### WHAT IS NEEDED
Omit every picture while repeating the entries exactly.

:: DATASET CONTENT ::

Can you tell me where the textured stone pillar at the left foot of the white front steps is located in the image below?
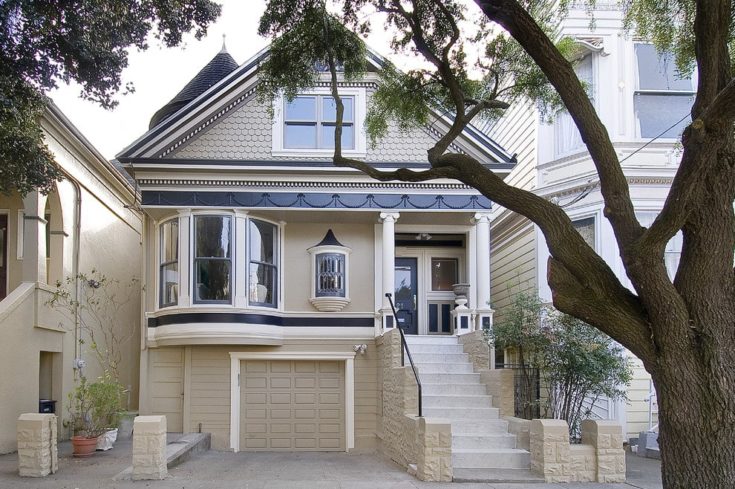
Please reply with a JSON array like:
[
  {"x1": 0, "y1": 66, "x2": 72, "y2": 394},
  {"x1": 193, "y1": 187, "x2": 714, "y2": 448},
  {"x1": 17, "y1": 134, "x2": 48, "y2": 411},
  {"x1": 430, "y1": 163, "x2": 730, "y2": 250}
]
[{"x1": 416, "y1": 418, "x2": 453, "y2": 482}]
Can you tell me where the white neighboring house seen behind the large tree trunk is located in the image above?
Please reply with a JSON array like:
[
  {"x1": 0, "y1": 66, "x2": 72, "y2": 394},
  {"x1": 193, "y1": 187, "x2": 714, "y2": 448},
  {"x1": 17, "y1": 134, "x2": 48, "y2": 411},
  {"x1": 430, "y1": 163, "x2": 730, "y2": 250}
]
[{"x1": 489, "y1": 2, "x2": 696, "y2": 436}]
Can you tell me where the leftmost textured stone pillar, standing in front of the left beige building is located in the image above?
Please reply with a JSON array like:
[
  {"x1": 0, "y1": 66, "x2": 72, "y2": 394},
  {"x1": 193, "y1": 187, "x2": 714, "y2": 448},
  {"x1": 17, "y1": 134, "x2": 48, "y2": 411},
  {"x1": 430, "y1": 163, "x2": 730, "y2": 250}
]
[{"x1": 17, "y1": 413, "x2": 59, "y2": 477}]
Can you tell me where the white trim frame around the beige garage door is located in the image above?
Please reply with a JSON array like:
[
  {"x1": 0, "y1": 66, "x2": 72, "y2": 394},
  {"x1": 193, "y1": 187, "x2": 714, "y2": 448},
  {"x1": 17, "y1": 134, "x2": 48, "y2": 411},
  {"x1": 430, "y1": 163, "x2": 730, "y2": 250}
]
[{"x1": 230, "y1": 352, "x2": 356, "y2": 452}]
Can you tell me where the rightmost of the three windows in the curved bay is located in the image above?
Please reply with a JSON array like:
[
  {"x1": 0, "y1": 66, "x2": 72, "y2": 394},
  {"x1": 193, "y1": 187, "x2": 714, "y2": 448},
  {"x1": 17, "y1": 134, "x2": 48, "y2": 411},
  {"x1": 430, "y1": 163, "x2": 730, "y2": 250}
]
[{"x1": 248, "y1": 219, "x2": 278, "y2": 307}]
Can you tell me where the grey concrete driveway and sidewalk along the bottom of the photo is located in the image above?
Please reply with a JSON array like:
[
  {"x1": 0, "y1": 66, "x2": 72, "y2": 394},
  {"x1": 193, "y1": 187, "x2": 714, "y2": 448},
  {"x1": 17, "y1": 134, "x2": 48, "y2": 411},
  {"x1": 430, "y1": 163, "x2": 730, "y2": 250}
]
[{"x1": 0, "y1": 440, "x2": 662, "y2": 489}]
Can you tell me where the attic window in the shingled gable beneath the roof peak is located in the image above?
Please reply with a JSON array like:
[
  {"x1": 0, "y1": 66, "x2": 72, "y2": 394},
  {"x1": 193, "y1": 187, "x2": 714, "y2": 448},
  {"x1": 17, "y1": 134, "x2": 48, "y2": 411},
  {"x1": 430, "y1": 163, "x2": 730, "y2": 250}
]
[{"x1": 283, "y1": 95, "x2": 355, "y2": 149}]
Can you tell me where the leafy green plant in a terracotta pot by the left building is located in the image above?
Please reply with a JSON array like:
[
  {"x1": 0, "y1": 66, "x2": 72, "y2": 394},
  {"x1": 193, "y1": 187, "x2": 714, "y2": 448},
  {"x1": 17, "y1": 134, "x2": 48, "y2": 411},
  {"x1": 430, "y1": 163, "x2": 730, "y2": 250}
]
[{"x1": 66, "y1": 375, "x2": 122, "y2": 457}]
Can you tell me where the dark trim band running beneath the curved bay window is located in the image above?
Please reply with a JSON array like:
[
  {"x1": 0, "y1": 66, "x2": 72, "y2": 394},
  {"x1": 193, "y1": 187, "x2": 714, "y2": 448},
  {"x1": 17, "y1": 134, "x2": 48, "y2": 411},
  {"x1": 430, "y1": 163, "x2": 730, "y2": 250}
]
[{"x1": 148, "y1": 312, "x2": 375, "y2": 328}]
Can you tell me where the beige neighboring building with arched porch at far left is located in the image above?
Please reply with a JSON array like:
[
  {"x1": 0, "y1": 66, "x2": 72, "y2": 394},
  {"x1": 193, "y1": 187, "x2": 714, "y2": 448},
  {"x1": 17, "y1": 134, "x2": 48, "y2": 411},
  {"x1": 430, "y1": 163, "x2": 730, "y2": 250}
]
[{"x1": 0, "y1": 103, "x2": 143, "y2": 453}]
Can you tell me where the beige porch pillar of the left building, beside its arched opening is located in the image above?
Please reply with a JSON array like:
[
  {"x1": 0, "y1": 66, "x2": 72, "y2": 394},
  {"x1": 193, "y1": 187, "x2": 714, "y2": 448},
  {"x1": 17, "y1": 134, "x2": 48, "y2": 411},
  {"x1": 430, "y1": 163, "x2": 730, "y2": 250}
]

:::

### PROBLEM SOLUTION
Can you tell me where the textured stone pillar at the left foot of the white front steps is located in the image below?
Please reply with a JSON array like:
[
  {"x1": 0, "y1": 66, "x2": 72, "y2": 394},
  {"x1": 193, "y1": 187, "x2": 714, "y2": 448},
  {"x1": 17, "y1": 134, "x2": 48, "y2": 411},
  {"x1": 430, "y1": 163, "x2": 730, "y2": 250}
]
[{"x1": 416, "y1": 418, "x2": 453, "y2": 482}]
Can you tell me where the white neighboring house seen behind the large tree trunk is located in the image above?
Please reply with a JSON array like:
[
  {"x1": 0, "y1": 66, "x2": 72, "y2": 394},
  {"x1": 193, "y1": 187, "x2": 714, "y2": 448},
  {"x1": 17, "y1": 134, "x2": 48, "y2": 411},
  {"x1": 430, "y1": 163, "x2": 730, "y2": 250}
]
[{"x1": 489, "y1": 2, "x2": 696, "y2": 436}]
Can you tell me where the leftmost textured stone pillar, standing in front of the left beige building is located in the image above?
Please reply with a JSON array like:
[
  {"x1": 0, "y1": 66, "x2": 72, "y2": 394},
  {"x1": 193, "y1": 187, "x2": 714, "y2": 448},
  {"x1": 17, "y1": 134, "x2": 48, "y2": 411},
  {"x1": 430, "y1": 163, "x2": 730, "y2": 250}
]
[{"x1": 17, "y1": 413, "x2": 59, "y2": 477}]
Can you tell me where the white trim frame around the beige garage door is located in the image above?
Please reply with a JSON array like:
[
  {"x1": 0, "y1": 66, "x2": 72, "y2": 394},
  {"x1": 193, "y1": 187, "x2": 714, "y2": 448},
  {"x1": 17, "y1": 134, "x2": 48, "y2": 411},
  {"x1": 430, "y1": 163, "x2": 730, "y2": 250}
]
[{"x1": 230, "y1": 352, "x2": 356, "y2": 452}]
Can you tell me where the rightmost of the three windows in the curved bay is located in the image above?
Please reply with a JSON array like:
[
  {"x1": 0, "y1": 66, "x2": 72, "y2": 394},
  {"x1": 193, "y1": 187, "x2": 714, "y2": 448},
  {"x1": 17, "y1": 134, "x2": 48, "y2": 411},
  {"x1": 430, "y1": 163, "x2": 730, "y2": 250}
]
[{"x1": 248, "y1": 219, "x2": 278, "y2": 307}]
Can you tell me where the grey concrete driveway and sidewalk along the bottom of the photo is located in the image above?
Please reply with a JSON array like:
[
  {"x1": 0, "y1": 66, "x2": 72, "y2": 394},
  {"x1": 193, "y1": 187, "x2": 714, "y2": 448},
  {"x1": 17, "y1": 134, "x2": 48, "y2": 411},
  {"x1": 430, "y1": 163, "x2": 730, "y2": 250}
]
[{"x1": 0, "y1": 440, "x2": 662, "y2": 489}]
Can you tell me where the attic window in the shingled gable beneath the roof peak is located in the image above?
Please reply with a JSON array like:
[
  {"x1": 0, "y1": 66, "x2": 72, "y2": 394},
  {"x1": 193, "y1": 187, "x2": 714, "y2": 448},
  {"x1": 17, "y1": 134, "x2": 48, "y2": 411},
  {"x1": 430, "y1": 163, "x2": 730, "y2": 250}
]
[{"x1": 283, "y1": 95, "x2": 355, "y2": 149}]
Can you tell me where the leafy green plant in a terracotta pot by the left building is located in the image above?
Please reply with a JSON array like:
[
  {"x1": 0, "y1": 66, "x2": 72, "y2": 394},
  {"x1": 193, "y1": 187, "x2": 714, "y2": 448},
  {"x1": 17, "y1": 134, "x2": 48, "y2": 411},
  {"x1": 430, "y1": 163, "x2": 730, "y2": 250}
]
[{"x1": 66, "y1": 375, "x2": 122, "y2": 457}]
Can you tell me where the dark trim band running beneath the curved bay window is located in the image above?
Please reply with a JSON array like:
[
  {"x1": 0, "y1": 66, "x2": 72, "y2": 394},
  {"x1": 193, "y1": 187, "x2": 714, "y2": 448},
  {"x1": 17, "y1": 134, "x2": 48, "y2": 411},
  {"x1": 430, "y1": 163, "x2": 730, "y2": 250}
]
[{"x1": 148, "y1": 312, "x2": 375, "y2": 328}]
Can you tell me where the beige neighboring building with arched porch at far left is located in the image above?
Please reply with a JSON array like:
[
  {"x1": 0, "y1": 66, "x2": 72, "y2": 394},
  {"x1": 193, "y1": 187, "x2": 714, "y2": 448},
  {"x1": 17, "y1": 134, "x2": 48, "y2": 411},
  {"x1": 430, "y1": 163, "x2": 730, "y2": 250}
]
[{"x1": 0, "y1": 103, "x2": 143, "y2": 453}]
Can you tell me where the beige porch pillar of the left building, beside its arched opening is located in the image above?
Please reply with a JSON array like:
[
  {"x1": 0, "y1": 66, "x2": 72, "y2": 394},
  {"x1": 193, "y1": 187, "x2": 714, "y2": 448},
  {"x1": 17, "y1": 134, "x2": 48, "y2": 411},
  {"x1": 430, "y1": 163, "x2": 730, "y2": 250}
]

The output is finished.